(MATERIAL FOR THIS EXERCISE begins)

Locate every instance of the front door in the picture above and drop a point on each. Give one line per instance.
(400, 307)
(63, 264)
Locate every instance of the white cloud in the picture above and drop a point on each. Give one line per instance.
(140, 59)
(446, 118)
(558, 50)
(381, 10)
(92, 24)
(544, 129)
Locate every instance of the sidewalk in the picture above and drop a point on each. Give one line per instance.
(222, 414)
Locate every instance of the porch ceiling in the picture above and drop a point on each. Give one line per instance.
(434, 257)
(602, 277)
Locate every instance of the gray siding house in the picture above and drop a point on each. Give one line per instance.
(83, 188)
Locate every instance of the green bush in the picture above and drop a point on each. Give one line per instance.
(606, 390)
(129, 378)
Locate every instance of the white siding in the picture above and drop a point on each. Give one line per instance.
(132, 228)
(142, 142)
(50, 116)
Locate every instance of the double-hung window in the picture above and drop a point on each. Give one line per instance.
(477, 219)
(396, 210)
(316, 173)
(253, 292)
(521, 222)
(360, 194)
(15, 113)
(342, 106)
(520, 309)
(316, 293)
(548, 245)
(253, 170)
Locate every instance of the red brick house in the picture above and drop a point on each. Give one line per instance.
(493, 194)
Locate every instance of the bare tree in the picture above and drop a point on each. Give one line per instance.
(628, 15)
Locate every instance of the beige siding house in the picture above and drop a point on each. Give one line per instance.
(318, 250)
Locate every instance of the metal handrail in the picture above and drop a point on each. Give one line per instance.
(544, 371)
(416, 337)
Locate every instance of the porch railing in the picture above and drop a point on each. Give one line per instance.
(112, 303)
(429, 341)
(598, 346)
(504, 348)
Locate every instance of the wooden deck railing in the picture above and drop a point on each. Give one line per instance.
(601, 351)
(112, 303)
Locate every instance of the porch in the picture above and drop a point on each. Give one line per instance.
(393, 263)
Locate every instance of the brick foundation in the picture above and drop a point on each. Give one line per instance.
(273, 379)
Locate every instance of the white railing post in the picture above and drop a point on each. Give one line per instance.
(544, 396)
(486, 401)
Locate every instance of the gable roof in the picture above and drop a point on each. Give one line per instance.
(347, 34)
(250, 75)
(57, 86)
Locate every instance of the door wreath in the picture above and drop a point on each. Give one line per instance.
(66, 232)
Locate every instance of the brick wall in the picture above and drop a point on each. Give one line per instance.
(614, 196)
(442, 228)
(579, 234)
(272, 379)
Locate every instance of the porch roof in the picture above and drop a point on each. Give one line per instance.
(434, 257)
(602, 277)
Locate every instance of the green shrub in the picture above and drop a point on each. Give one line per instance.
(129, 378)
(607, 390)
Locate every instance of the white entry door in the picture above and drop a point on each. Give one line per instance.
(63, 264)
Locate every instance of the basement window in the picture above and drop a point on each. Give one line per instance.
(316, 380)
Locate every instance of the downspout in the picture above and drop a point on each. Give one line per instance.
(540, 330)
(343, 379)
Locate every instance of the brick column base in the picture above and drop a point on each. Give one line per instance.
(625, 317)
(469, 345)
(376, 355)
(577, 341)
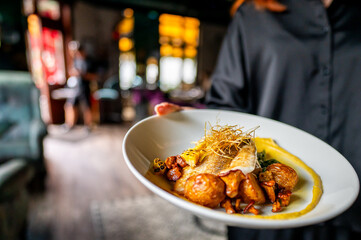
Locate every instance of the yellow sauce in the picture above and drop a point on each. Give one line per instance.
(272, 151)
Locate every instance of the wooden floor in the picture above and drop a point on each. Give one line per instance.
(82, 168)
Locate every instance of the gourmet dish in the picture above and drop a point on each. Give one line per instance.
(231, 169)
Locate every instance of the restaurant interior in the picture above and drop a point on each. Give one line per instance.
(71, 182)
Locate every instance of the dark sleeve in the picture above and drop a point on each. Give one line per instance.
(228, 89)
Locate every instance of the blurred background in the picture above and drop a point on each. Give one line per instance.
(58, 183)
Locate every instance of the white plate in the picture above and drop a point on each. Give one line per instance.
(172, 134)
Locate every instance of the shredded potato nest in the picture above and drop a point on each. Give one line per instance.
(225, 140)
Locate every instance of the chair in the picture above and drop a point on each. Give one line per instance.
(21, 148)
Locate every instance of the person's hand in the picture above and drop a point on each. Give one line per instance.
(165, 108)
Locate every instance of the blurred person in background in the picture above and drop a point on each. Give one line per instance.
(79, 81)
(299, 62)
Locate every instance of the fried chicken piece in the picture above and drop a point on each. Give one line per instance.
(250, 190)
(205, 189)
(285, 176)
(227, 204)
(250, 208)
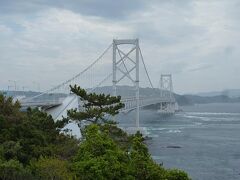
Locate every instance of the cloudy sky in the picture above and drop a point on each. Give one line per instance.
(46, 42)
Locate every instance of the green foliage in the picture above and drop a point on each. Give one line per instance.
(33, 147)
(96, 106)
(51, 168)
(26, 136)
(13, 170)
(100, 158)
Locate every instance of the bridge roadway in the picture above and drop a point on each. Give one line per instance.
(130, 102)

(MATERIAL FOR THIS EXERCISE ends)

### WHAT IS EXPECTED
Give back each entry verbatim but drop its pictures.

### RESPONSE AREA
Locate every instance of the front door in the picture above and drop a point on each. Give one line per instance.
(400, 307)
(63, 264)
Locate every instance of the white cloud in the picture above and drop a point on each. Give one line per instance.
(140, 59)
(446, 118)
(558, 50)
(381, 10)
(92, 24)
(544, 129)
Locate every instance of the sidewalk in the picture above and drop a point on each. Give one line per instance.
(222, 414)
Locate every instance of the porch ceiling in the picture above and drop a point on each. Give one line per instance.
(434, 257)
(602, 277)
Locate every instance of the gray siding house in the picture above and drop a point on each. Give one line per instance.
(83, 188)
Locate every instance of the green bush in the picture above and drop a point on each. Give one line per instance.
(606, 390)
(129, 378)
Locate every instance of the white siding in the picture above and drop a point on each. Give one line per instance.
(132, 228)
(142, 142)
(50, 116)
Locate every instance of the double-hung window in the picture above and drop a point on each. Give one line per instance.
(477, 219)
(396, 210)
(316, 173)
(253, 292)
(521, 222)
(360, 194)
(15, 113)
(342, 106)
(520, 309)
(316, 293)
(548, 245)
(253, 170)
Locate every instance of the red brick house in the picture above and drop a point on each. Give one line per instance.
(493, 194)
Locate every instance of the bare tree in the picture above and drop a point on each. Give one line per instance.
(628, 15)
Locate every instance of the beige siding house in the picture above and drop a point on each. Give one line per instance.
(318, 250)
Locate every instance of the metal handrail in the picture above and drop a point on each. Give one line per instance.
(544, 371)
(416, 337)
Locate every instance of the porch railing in the picture above and drop a point on each. Give one line per instance.
(112, 303)
(429, 341)
(598, 346)
(504, 348)
Locate every instance of the wooden deck railing in the picture above and drop a point on each. Give one line per instance.
(601, 351)
(112, 303)
Locate every instance of the porch in the picture above and drop a point on each. Give one line per instance.
(393, 263)
Locate every instance of the brick foundation in the picture above and drop a point on each. Give one line per instance.
(273, 379)
Locate every instance of the white railing post in the picture above and drop a point on each. Give one line per instance.
(544, 396)
(486, 401)
Locate every instance of the gable roof in the picture above and drop a point on each. Give one line per instance.
(347, 34)
(250, 75)
(57, 86)
Locate every instance of the door wreath in the picture above and drop a point on each. Give one line per instance.
(66, 232)
Locate every instance of the brick wall in the picture above and drop a point on each. Give one line per instance.
(614, 196)
(442, 228)
(579, 234)
(272, 379)
Locate every instance of the porch roof in the picture above and drop a point on each. Give one line per instance.
(434, 257)
(602, 277)
Locate every instance of the green shrub in the picture above and drop a point on each. Give one line per instance.
(129, 378)
(607, 390)
Locate every instance of the white entry door in the picture above and drop a point on each. Give one line per instance.
(63, 264)
Locate every instance of the basement window in the picture above and drop a point on each. Give one line per instance.
(316, 380)
Locate every instance of the downspout in the picture above and drop a point on each. Give one line per instance.
(540, 330)
(343, 379)
Locate every instance of the brick column base in the picture above and drop a point on each. Give one line per instance.
(625, 317)
(469, 345)
(376, 355)
(577, 341)
Locate every instance of the yellow sauce in the picture above and drop a point on each. Give one line per instance.
(272, 151)
Locate every instance of the wooden floor in the picture above and drop a point on each. Give one line per instance.
(82, 168)
Locate every instance of the gourmet dish in the picture above and drop a point on each. Give one line per instance.
(231, 169)
Locate every instance of the restaurant interior in the picture above and drop a point on each. Give one line per instance.
(71, 182)
Locate every instance of the dark sleeve in the picture above and drop a point on each. Give one line per instance.
(228, 89)
Locate every instance of the blurred background in the picture above and drop a point on each. Give one line per instance.
(58, 183)
Locate every instance of the white plate in the picture above and drop a point on each. Give one line per instance.
(172, 134)
Locate every instance of the shredded potato nest in the picture above and drop a point on each. Give one line per instance.
(225, 140)
Locate every instance of the chair in the picture above and drop a point on each. Give one line per instance.
(21, 148)
Locate every instance of the person's hand in the picture above and drop a point on each. Give one line per instance.
(165, 108)
Locate every instance of the blurred person in background in the picture above and drop a point on each. Give one line per instance.
(79, 81)
(299, 62)
Locate every instance of the fried chicken piece in the picture above and drop a point on each. Give one line per instance.
(250, 190)
(205, 189)
(285, 176)
(227, 204)
(250, 208)
Locate every instance of the cloudy sky in the picture above and drop a point on each. Give one line per instance.
(46, 42)
Locate every instance of the green foliage in the picture above and drop a point on each. Give one line per instance.
(33, 147)
(96, 106)
(51, 168)
(26, 136)
(13, 170)
(100, 158)
Locate every instance of the bridge roadway in the picture above and drop a point on each. Give one line per instance.
(130, 102)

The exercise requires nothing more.